**Stated exercise**
Please carry on the blog's review of Eleanor & Park, shown below, writing on from its final sentence.

Welcome back to the blog for our December Book of the Month review! This month, we read Eleanor & Park by the amazing Rainbow Rowell. This book has gotten rave reviews from all over the book world, internet, and real world, including a glowing review in the NY Times Sunday Book Review from John Green.
So, without further ado, here’s what each of us thought:
I had great aspirations to pace myself with this novel. I was going to savor it, and read it a little at a time though-out the month, so I could discuss my progress with JMart and AP. I was aiming to finish at the same time as them. AKA Play by the rules. But that all went out the window as soon as I found out how wonderfully awkward and enjoyable this book was. Sorry girls, I know you had finals to finish, but I didn’t – so I read it in two sittings, and it was lovely.
Set in the 1980s, Eleanor and Park is the story of a relationship between two high schoolers over one year. It is labeled as a young adult novel but the themes of family, responsibility and self-confidance are pertinent to all ages. I always love books that make me reconsider what I take for granted in my own life and how I live. It’s healthy to reconsider your own living situation and how you treat people from time to time. This book will definitely get you thinking.
In an innocent and humorous way, the novel reminded me of my firsts, first crush, first kiss-and well you know … The characters are human, they are imperfect and a little geeky, but don’t we all have that side? (If you disagree with me, remember that you are currently reading a book club blog. Case in point.) I can understand why John Green, author of The Fault In Our Stars, Looking For Alaska, etc., gave it such great remarks. Some of the dialogue between Eleanor and Park reminded me so much of Hazel and Gus. “Okay. Okay.” It was so easy to relate to them, and to want them to succeed.
Eleanor and Park made me almost nostalgic, and I wasn’t even close to being a teenager in the 80s (I was barely born in the 80s haha). The book has a great sound track. As I read I could hear all the music they discuss, and after finishing I just wanted to go make a Park Playlist! You really get a sense of the little world they escape to together from their cultural references.

**Data section**
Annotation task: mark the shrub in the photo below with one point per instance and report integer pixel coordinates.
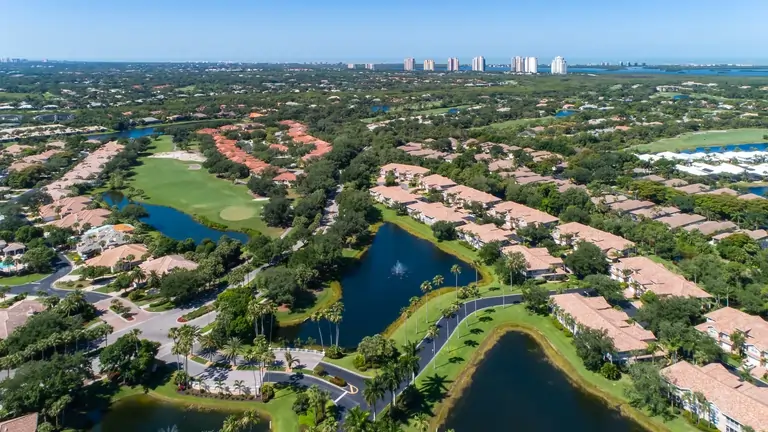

**The output**
Eleanor and Park is a quick, enjoyable read that also has a deeper message of acceptance and caring. A wonderful example for anyone. I might just be buying it for a few people on my christmas list!
Oh, Eleanor & Park. I’m a sucker for a book with a fantastic cover, and the cover to this one drew me in long before I knew what the book itself was about. I mean, look at that ampersand connected to headphones! (I love ampersands.) Once I read John Green’s review about E&P though, I knew I had to read it.
I am ultimately of two minds about this one. The story is lovely and gave me all the feels and left me all swoon-y . . . but it also left me with a little bit of a toothache. But the kind of toothache that hurts so good because you enjoyed eating the candy that gave it to you. E&P scratched several of my literary itches (80’s pop culture nostalgia, realistic teens with less-than-perfect lives, and a dash of nerdiness). It made my inner teenage girl swoon for sure. And I really enjoyed Rainbow Rowell’s writing—the dialogue and the story itself are clever and engaging, and there was never a moment where I actually wanted to put the book down. In fact, I read it in two sittings, and probably would have read it in just one if I hadn’t had to be a normal person and actually be social with the boyfriend’s family while we were visiting for Christmas. And Rowell made me care about her characters. I wanted to give Eleanor a hug and tell her it would all be okay; I wanted to cheer Park on when he decided to rebel against his dad.
And the ending. Oh, the ending! I thought it was perfect. Just enough closure to help you guess what happened next, but also just enough ambiguity to leave the mystery intact. I know some people hate ambiguous endings, but they are my favorite kind.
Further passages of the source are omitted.